__Required task__:
Copy out all of the records below, substituting "Examine" for each "Study" and changing nothing else. Leave the pictures out of your copy.
****************************************
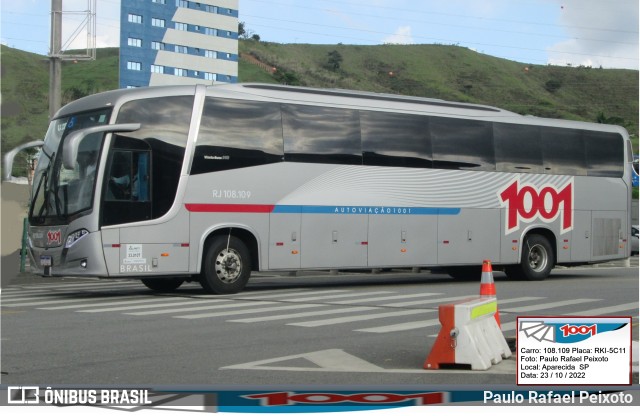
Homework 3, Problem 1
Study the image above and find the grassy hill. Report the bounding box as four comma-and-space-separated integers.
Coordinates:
0, 40, 638, 176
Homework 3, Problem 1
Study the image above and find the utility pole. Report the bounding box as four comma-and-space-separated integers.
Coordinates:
49, 0, 62, 119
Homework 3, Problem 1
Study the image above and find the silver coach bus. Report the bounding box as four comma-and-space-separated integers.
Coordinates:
7, 84, 632, 294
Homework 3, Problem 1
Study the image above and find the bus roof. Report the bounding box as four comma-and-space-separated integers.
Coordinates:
54, 83, 628, 137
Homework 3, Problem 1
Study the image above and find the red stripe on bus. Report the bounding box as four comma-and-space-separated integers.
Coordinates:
185, 204, 275, 214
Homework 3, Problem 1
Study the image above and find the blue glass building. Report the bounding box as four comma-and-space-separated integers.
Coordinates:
120, 0, 238, 88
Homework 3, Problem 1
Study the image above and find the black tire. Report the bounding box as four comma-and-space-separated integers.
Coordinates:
142, 277, 184, 293
505, 234, 555, 281
446, 266, 482, 282
200, 236, 251, 295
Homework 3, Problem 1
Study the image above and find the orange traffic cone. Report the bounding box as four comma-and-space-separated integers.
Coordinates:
480, 260, 502, 328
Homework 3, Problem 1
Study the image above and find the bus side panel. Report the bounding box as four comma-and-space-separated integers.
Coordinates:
368, 215, 438, 267
102, 228, 120, 276
438, 208, 501, 265
114, 209, 190, 275
571, 210, 593, 262
269, 212, 301, 270
592, 211, 629, 261
301, 213, 368, 268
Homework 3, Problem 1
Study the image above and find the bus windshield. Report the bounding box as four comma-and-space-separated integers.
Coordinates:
29, 109, 111, 225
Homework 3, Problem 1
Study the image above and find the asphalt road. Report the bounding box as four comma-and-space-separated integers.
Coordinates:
1, 257, 639, 388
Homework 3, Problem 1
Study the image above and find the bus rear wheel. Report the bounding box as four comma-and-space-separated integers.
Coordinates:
506, 234, 555, 280
200, 236, 251, 295
142, 277, 184, 293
****************************************
__The reply__:
Homework 3, Problem 1
Examine the image above and find the grassy hill. Report the bounding box as four comma-and-space-separated integers.
Coordinates:
0, 40, 638, 176
Homework 3, Problem 1
Examine the image above and find the utility pole. Report the bounding box as four comma-and-space-separated integers.
Coordinates:
49, 0, 62, 119
Homework 3, Problem 1
Examine the image above and find the silver coach bus. Report the bounding box as four comma-and-space-separated integers.
Coordinates:
7, 84, 632, 294
Homework 3, Problem 1
Examine the image above and find the bus roof. Report the bounding box as four comma-and-space-separated integers.
Coordinates:
54, 83, 628, 137
Homework 3, Problem 1
Examine the image above and find the red stripe on bus. Report the bounding box as four comma-and-space-separated integers.
Coordinates:
185, 204, 275, 214
Homework 3, Problem 1
Examine the image above and find the blue glass building. Report the bounding box as four comma-and-space-separated integers.
Coordinates:
120, 0, 238, 88
Homework 3, Problem 1
Examine the image above and find the black tire. Report the bounding box as four comma-and-space-separated integers.
Coordinates:
142, 277, 184, 293
505, 234, 555, 281
446, 266, 482, 282
200, 236, 251, 295
Homework 3, Problem 1
Examine the image above and find the orange traffic cone. Report the bounding box as four comma-and-space-separated integers.
Coordinates:
480, 260, 502, 328
Homework 3, Problem 1
Examine the image above and find the bus side panel. Report the bounding box as four comma-and-space-separated integers.
Coordinates:
368, 215, 438, 267
102, 228, 120, 276
438, 208, 501, 265
114, 209, 190, 275
571, 210, 593, 262
269, 212, 301, 270
592, 211, 629, 261
301, 213, 368, 268
Homework 3, Problem 1
Examine the image above and find the bus windshield. Report the bounding box as four comma-and-space-separated integers.
Coordinates:
29, 109, 111, 225
Homework 3, Problem 1
Examine the image above and find the asphalt road. Report the bounding box as four comma-and-space-separated integers.
Coordinates:
1, 257, 639, 388
Homework 3, Problem 1
Examine the image above and find the bus rear wheel. Report the bounding box as four comma-and-space-separated integers.
Coordinates:
506, 234, 555, 280
200, 236, 251, 295
142, 277, 184, 293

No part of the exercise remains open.